:: Teks Sumber ::
Segala puji bagi Allah,
Rabb semesta alam. Shalawat dan salam kepada Nabi kita Muhammad, keluarga dan
sahabatnya serta orang-orang yang mengikuti mereka dengan baik hingga akhir
zaman.
Tulisan kali ini adalah kelanjutan dari tulisan sebelumnya
mengenai lima hal yang menyebabkan mandi wajib. Saat ini kami akan memaparkan
serial kedua dari tiga serial secara keseluruhan tentang tata cara mandi wajib
(al ghuslu). Semoga pembahasan kali
ini bermanfaat.
Niat, Syarat Sahnya Mandi
Para ulama mengatakan bahwa di antara fungsi niat adalah untuk
membedakan manakah yang menjadi kebiasaan dan manakah ibadah. Dalam hal mandi
tentu saja mesti dibedakan dengan mandi biasa. Pembedanya adalah niat. Dalam
hadits dari ‘Umar bin Al Khattab, Nabi shallallahu
‘alaihi wa sallam bersabda,
إِنَّمَا الأَعْمَالُ بِالنِّيَّاتِ
“Sesungguhnya setiap
amalan tergantung pada niatnya.” (HR. Bukhari no. 1 dan
Muslim no. 1907)
Rukun Mandi
Hakikat mandi adalah mengguyur seluruh badan dengan air, yaitu
mengenai rambut dan kulit.
ثُمَّ يُفِيضُ الْمَاءَ عَلَى
جَسَدِهِ كُلِّهِ
“Kemudian beliau mengguyur
air pada seluruh badannya.” (HR. An Nasa-i no. 247. Syaikh Al Albani
mengatakan bahwa hadits ini shahih)
Ibnu Hajar Al Asqolani mengatakan, “Penguatan makna dalam hadits
ini menunjukkan bahwa ketika mandi beliau mengguyur air ke seluruh tubuh.”[1]
Dari Jubair bin Muth’im berkata, “Kami saling memperbincangkan
tentang mandi janabah di sisi Nabi shallallahu
‘alaihi wa sallam, lalu beliau bersabda,
أَمَّا أَنَا فَآخُذُ مِلْءَ كَفِّى
ثَلاَثاً فَأَصُبُّ عَلَى رَأْسِى ثُمَّ أُفِيضُهُ بَعْدُ عَلَى سَائِرِ جَسَدِى
“Saya mengambil dua
telapak tangan, tiga kali lalu saya siramkan pada kepalaku, kemudian saya
tuangkan setelahnya pada semua tubuhku.” (HR. Ahmad 4/81. Syaikh
Syu’aib Al Arnauth mengatakan bahwa sanad hadits ini shahih sesuai syarat Bukhari
Muslim)
:::
:: Bagian Data ::
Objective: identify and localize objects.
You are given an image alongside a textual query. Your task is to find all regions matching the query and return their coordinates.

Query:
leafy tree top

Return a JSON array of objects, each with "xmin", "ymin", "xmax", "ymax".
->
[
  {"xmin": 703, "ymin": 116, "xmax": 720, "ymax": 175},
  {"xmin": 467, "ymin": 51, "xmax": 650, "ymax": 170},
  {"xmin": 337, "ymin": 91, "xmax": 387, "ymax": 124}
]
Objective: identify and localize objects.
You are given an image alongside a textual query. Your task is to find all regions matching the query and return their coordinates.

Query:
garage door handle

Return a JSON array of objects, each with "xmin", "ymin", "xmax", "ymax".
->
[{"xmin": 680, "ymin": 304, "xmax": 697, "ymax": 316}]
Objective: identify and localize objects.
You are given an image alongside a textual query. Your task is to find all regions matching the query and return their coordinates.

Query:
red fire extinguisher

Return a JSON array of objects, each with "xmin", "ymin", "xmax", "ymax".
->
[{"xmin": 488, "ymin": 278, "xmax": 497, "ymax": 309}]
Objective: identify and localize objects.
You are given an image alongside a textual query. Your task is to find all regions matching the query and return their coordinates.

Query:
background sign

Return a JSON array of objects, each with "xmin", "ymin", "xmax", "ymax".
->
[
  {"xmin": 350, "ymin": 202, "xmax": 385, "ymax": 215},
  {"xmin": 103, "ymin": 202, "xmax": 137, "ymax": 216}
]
:::
Tujuan Latihan: Ganti "mandi wajib" dengan "mandi janabah" pada bagian teks sumber yang dibuka dengan kata-kata "Tulisan kali ini" dan ditutup dengan "ini bermanfaat.", lalu tuliskan bagian itu kembali.

Jawaban Latihan:
Tulisan kali ini adalah kelanjutan dari tulisan sebelumnya
mengenai lima hal yang menyebabkan mandi janabah. Saat ini kami akan memaparkan
serial kedua dari tiga serial secara keseluruhan tentang tata cara mandi janabah
(al ghuslu). Semoga pembahasan kali
ini bermanfaat.